Exercise description >> Copy out word for word every line of the entries, from the line containing "Task: indicate the khaki" through the last line of the entries.

═══ Records provided

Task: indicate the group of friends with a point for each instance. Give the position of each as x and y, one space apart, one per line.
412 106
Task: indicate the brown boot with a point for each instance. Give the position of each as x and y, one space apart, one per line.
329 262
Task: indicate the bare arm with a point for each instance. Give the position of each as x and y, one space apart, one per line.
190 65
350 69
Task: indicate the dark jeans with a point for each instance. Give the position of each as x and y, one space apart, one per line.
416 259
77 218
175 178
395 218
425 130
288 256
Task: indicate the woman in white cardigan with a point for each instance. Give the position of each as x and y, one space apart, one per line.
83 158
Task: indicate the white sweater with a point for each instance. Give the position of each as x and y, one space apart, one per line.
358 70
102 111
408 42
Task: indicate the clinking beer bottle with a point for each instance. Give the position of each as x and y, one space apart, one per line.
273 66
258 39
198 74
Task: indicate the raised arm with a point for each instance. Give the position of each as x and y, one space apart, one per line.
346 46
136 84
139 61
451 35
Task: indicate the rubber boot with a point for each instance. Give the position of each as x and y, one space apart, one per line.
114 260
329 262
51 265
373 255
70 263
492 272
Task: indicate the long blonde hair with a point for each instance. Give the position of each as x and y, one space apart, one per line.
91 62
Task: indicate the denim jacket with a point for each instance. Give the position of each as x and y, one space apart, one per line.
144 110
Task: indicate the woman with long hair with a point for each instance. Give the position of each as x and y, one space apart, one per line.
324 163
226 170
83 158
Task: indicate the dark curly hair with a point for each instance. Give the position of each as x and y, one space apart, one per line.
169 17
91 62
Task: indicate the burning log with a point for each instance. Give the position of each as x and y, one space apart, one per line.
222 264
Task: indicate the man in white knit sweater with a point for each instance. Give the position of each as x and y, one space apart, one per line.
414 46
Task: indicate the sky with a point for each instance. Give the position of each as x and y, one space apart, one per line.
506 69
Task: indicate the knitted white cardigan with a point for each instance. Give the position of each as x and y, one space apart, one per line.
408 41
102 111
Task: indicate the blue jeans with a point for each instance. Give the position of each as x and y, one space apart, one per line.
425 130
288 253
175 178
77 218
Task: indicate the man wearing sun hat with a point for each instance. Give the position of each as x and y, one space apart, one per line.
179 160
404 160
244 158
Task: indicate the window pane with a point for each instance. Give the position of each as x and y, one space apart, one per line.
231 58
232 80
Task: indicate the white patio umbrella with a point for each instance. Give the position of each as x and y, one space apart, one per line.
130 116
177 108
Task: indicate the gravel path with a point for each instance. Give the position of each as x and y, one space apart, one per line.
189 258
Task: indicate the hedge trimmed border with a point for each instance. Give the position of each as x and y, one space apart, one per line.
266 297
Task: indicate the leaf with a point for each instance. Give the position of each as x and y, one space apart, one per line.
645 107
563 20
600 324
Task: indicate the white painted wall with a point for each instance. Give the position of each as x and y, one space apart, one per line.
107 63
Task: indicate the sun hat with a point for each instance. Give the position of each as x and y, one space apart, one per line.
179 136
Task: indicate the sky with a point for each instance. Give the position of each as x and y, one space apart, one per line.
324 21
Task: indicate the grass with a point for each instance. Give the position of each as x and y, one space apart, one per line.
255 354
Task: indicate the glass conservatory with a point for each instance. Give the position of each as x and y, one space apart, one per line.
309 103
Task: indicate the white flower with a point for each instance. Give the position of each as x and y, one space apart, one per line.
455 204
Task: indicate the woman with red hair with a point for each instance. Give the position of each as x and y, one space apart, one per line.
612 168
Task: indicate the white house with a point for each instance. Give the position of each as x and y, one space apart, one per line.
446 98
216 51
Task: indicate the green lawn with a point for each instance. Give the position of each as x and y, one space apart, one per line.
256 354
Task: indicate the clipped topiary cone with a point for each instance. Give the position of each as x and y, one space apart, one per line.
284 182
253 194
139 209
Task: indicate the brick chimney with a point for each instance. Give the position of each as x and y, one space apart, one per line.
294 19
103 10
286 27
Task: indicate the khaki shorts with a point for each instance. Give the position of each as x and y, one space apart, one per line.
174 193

══════

The completed task >>
Task: indicate the khaki shorts with a point for each instance. Give the position of each as x and y, one space apart, one per line.
174 193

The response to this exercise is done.